* [Goal 1]:
Answer these from the game review:
(a) Who provided the vocals for Shantae?
(b) Which button lets players skip through dialogue?
(c) Who does the reviewer think should voice Risky Boots?
* [Goal 2]: Reproduce the stretch of the game review from "Now let us talk" through "is no exception.", swapping "superb" for "outstanding".

* [Reading passage]:
## Start

Now let us talk about the music in this game.
There are some subtle dub step drops mixed into some of the music, but it works a lot better than that sentence sounds. The slow and moody compositions are superb, the action music and boss music is suitably intense, and there is not a bad track in the entire game. Some of it is not very memorable though, but it is incredibly good. Let us face the awful truth here, Jake "Virt" Kaufman makes excellent music that fits the games he composes the music for and this is no exception.

Liked: When companies hire Virt for their game, the music is always a high point in that game, and there are some awesome tracks in Shantae and the Pirate's Curse. Jake Kaufman is the Shoji Meguro of the West. His compositions are always appropriate, feel epic, and are always top tier. Get a good pair of headphones and crank it up. I also loved Cristina Vee's vocals for Shantae, even though her voice acting was limited in use.

Hated: That limited voice acting that feels more like a tease than anything else. Only have vocalizations and statements from Shantae makes the other characters seem a bit flat. I want to hear the sultry sounds of Risky Boots (who should totally be voiced by Mary Elizabeth McGlynn), the playfully hungry voice of Rottytops, the "Paris from Gilmore Girls"-Esque complaints of Skye, and the general awkwardness of Bolo. I hate that I am denied the audio pleasure of hearing these characters vocally come to life.

Play Control/Game Design

This game feels like a natural evolution from Risky's Revenge in terms of size, scope, and content. The introduction and inclusion of the Pirate Weapons is an inspired choice. The level design allows for a lot of creative exploration and the ability to choose how you upgrade allows people to make the game tougher or easier depending on how much time they put into it. When you beat the game the first time, there is a mode that is ready made for sequence breaking and speed running. The levels are designed in a way that starting in that special mode means you can access the bosses in each main dungeon fairly quickly. You can choose to upgrade your weapons and health in a way that feels natural, but the game is more challenging if you choose to forgo those upgrades. It almost feels like there is not enough save points for all of the different ways to play through this game. Do you want to try and beat it with just two hearts? Try beating it in less than three hours? Go for it! The game is designed to be flexible and encourage multiple play through sessions. The ability to skip through dialogue with the START button and do some fairly clever sequence breaking means that this game will make speed runners extremely happy.

## End

Pointing dataset excerpts
## Start

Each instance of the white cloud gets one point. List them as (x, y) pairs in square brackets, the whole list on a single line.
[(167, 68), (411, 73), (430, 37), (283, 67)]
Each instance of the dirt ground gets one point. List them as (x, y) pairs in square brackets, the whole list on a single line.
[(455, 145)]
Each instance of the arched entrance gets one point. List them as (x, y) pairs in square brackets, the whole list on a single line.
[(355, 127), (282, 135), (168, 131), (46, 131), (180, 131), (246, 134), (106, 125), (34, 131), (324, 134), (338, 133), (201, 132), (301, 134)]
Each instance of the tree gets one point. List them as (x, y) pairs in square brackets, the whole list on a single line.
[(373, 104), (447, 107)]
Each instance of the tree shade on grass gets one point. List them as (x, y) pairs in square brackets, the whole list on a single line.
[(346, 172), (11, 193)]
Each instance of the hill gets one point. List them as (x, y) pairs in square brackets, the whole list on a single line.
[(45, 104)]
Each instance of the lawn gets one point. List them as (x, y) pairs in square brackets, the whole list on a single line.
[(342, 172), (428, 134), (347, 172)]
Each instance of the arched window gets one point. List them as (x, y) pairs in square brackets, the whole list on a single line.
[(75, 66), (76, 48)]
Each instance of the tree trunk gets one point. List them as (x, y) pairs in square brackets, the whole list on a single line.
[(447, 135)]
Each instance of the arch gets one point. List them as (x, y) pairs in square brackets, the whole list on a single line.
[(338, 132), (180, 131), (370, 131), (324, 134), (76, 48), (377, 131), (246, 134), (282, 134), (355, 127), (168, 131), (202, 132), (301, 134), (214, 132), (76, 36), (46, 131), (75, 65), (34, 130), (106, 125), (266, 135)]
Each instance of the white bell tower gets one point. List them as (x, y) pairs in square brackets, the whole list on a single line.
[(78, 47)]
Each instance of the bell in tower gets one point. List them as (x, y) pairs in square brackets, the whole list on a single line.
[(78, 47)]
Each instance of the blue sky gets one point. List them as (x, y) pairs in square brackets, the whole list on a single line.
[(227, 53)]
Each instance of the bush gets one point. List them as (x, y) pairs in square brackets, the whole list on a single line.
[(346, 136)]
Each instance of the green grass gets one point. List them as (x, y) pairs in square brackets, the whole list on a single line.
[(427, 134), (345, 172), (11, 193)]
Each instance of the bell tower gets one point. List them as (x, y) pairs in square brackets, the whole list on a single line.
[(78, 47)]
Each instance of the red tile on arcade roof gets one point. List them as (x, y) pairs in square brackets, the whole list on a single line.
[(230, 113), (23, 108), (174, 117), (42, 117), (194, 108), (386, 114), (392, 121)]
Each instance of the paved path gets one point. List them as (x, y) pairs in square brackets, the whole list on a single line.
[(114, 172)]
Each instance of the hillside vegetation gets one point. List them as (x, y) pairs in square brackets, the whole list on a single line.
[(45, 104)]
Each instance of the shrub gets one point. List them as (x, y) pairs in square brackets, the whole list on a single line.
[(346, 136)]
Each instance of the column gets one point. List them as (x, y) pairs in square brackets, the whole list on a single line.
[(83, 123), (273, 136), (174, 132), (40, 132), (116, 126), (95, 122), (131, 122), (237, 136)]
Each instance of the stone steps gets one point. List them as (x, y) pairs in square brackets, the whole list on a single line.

## End

* [Expected output 1]:
(a) Cristina Vee
(b) The START button
(c) Mary Elizabeth McGlynn

* [Expected output 2]:
Now let us talk about the music in this game.
There are some subtle dub step drops mixed into some of the music, but it works a lot better than that sentence sounds. The slow and moody compositions are outstanding, the action music and boss music is suitably intense, and there is not a bad track in the entire game. Some of it is not very memorable though, but it is incredibly good. Let us face the awful truth here, Jake "Virt" Kaufman makes excellent music that fits the games he composes the music for and this is no exception.